**YOUR INSTRUCTIONS:** Pick out every line in the rows below that contains the string "ymax" and copy those lines. Case counts.

[BEGIN DATA ENTRIES]

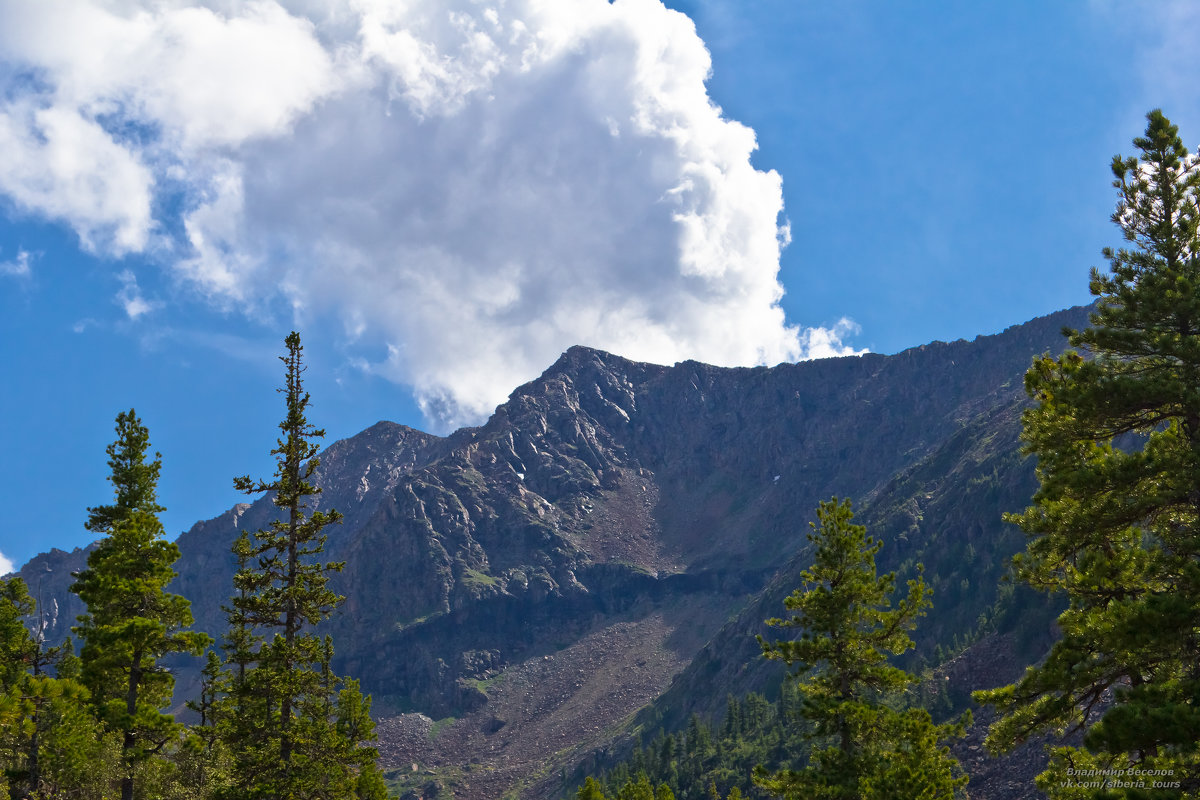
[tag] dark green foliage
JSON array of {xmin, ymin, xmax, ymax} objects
[
  {"xmin": 755, "ymin": 499, "xmax": 966, "ymax": 800},
  {"xmin": 0, "ymin": 578, "xmax": 116, "ymax": 798},
  {"xmin": 977, "ymin": 110, "xmax": 1200, "ymax": 796},
  {"xmin": 580, "ymin": 685, "xmax": 809, "ymax": 800},
  {"xmin": 71, "ymin": 409, "xmax": 211, "ymax": 800},
  {"xmin": 216, "ymin": 332, "xmax": 385, "ymax": 800}
]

[END DATA ENTRIES]

**EXPECTED OUTPUT:**
JSON array of {xmin, ymin, xmax, ymax} objects
  {"xmin": 755, "ymin": 499, "xmax": 966, "ymax": 800},
  {"xmin": 0, "ymin": 578, "xmax": 116, "ymax": 798},
  {"xmin": 977, "ymin": 110, "xmax": 1200, "ymax": 796},
  {"xmin": 580, "ymin": 685, "xmax": 809, "ymax": 800},
  {"xmin": 71, "ymin": 409, "xmax": 211, "ymax": 800},
  {"xmin": 216, "ymin": 332, "xmax": 385, "ymax": 800}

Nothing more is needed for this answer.